━━━━━ Trecho do documento ━━━━━

Quanto à LC no 109/2001, aplicada subsidiariamente à LC no 108/2001, dada a
relação de especialidade, afigura-se equivocada a utilização das definições
contidas no seu art. 19 para excluir do âmbito das contribuições normais os
aportes destinados às despesas administrativas. (...) Logo, as ‘contribuições
normais’ definidas no inciso I do art. 19 não se confundem com as
‘contribuições normais’ tratadas na Constituição, constituindo um subgrupo
destas últimas. (...) Não há, pois, como distanciar as despesas administrativas
das contribuições normais lato sensu.”
Então, considerando que
referido Parecer foi aprovado pelo MPS, tendo efeito vinculante, nos termos do
artigo 42 da Lei Complementar nº 73/1993, o problema está resolvido? Em
relação à situação específica da compreensão das contribuições administrativas
nas Contribuições Normais para fins de aferição da paridade contributiva, sim.
Mas para todo o resto, a resposta é, definitivamente, não! Pelo contrário, a
situação ficou pior do que era antes.

━━━━━ Material extraído ━━━━━

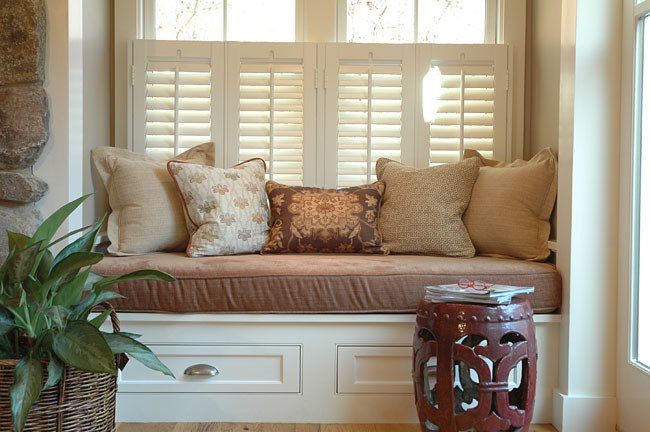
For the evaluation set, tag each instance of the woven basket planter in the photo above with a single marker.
(81, 402)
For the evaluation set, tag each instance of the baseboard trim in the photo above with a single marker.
(583, 413)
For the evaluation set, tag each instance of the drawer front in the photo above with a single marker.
(374, 369)
(241, 369)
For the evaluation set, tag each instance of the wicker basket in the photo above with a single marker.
(81, 402)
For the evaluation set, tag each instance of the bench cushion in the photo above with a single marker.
(328, 283)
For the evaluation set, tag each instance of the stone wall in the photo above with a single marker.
(24, 114)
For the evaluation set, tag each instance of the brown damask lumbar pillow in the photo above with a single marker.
(423, 208)
(313, 220)
(511, 205)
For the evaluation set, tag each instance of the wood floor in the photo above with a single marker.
(280, 427)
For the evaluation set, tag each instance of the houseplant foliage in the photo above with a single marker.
(45, 305)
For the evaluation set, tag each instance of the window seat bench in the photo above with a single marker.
(300, 338)
(322, 283)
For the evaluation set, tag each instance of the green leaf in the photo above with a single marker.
(137, 275)
(46, 231)
(70, 293)
(17, 241)
(59, 315)
(82, 310)
(82, 346)
(54, 372)
(101, 318)
(32, 288)
(25, 390)
(84, 243)
(6, 321)
(120, 343)
(75, 261)
(43, 270)
(21, 264)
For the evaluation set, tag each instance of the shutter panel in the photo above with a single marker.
(471, 107)
(178, 96)
(271, 110)
(465, 114)
(369, 110)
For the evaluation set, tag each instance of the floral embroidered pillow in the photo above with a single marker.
(225, 209)
(315, 220)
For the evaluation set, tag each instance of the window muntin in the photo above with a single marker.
(408, 21)
(240, 20)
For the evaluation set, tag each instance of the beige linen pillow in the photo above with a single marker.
(226, 210)
(511, 205)
(423, 208)
(146, 213)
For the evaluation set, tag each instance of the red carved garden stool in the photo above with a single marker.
(463, 355)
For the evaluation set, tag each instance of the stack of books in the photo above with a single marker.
(493, 295)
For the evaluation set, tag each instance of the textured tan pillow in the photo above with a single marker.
(313, 220)
(423, 208)
(146, 212)
(511, 204)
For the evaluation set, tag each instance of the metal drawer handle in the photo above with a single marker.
(201, 370)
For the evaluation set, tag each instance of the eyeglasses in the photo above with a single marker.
(479, 285)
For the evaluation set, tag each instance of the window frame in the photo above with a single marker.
(491, 21)
(149, 20)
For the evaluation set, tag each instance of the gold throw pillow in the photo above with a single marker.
(511, 205)
(146, 212)
(423, 208)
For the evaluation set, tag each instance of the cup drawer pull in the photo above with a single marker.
(201, 370)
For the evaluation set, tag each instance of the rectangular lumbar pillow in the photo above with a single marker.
(146, 213)
(511, 205)
(305, 219)
(226, 209)
(423, 208)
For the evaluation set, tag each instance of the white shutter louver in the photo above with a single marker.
(178, 108)
(465, 113)
(271, 118)
(369, 119)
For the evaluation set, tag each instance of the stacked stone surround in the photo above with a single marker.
(24, 114)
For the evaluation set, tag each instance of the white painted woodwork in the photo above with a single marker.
(241, 369)
(323, 397)
(374, 369)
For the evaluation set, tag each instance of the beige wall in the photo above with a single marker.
(543, 75)
(97, 79)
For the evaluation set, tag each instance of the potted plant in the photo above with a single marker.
(49, 343)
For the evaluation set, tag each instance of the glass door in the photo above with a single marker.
(633, 374)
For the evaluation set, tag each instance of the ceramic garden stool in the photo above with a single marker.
(462, 358)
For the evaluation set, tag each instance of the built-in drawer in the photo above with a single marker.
(374, 369)
(237, 369)
(387, 370)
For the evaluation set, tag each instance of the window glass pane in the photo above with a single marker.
(189, 19)
(643, 306)
(261, 20)
(381, 21)
(451, 21)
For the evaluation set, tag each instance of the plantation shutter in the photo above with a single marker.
(176, 85)
(271, 110)
(369, 112)
(471, 106)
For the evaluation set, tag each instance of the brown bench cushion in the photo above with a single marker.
(314, 283)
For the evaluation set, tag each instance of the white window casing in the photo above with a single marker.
(318, 114)
(271, 108)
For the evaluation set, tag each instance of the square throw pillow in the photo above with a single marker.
(305, 219)
(511, 205)
(226, 209)
(146, 213)
(423, 208)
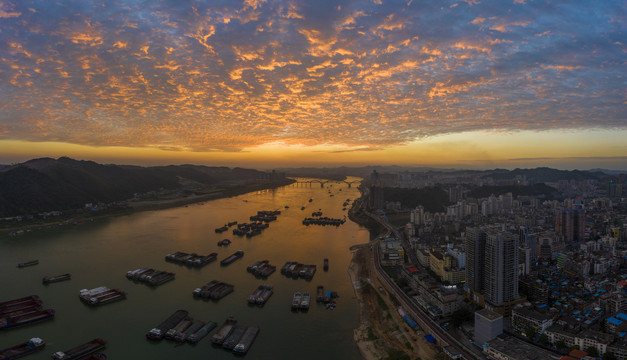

━━━━━

# Tarefas propostas:
a) Liste todas as leis complementares citadas no trecho do documento.
b) Passe para o inglês esta frase do trecho do documento: "Mas para todo o resto, a resposta é, definitivamente, não!"
c) Segundo o trecho do documento, por quem o Parecer foi aprovado?
As entradas não têm nenhuma utilidade aqui.

# Exercício resolvido:
a) LC nº 109/2001; LC nº 108/2001; Lei Complementar nº 73/1993

b) But for everything else, the answer is definitely no!

c) Pelo MPS.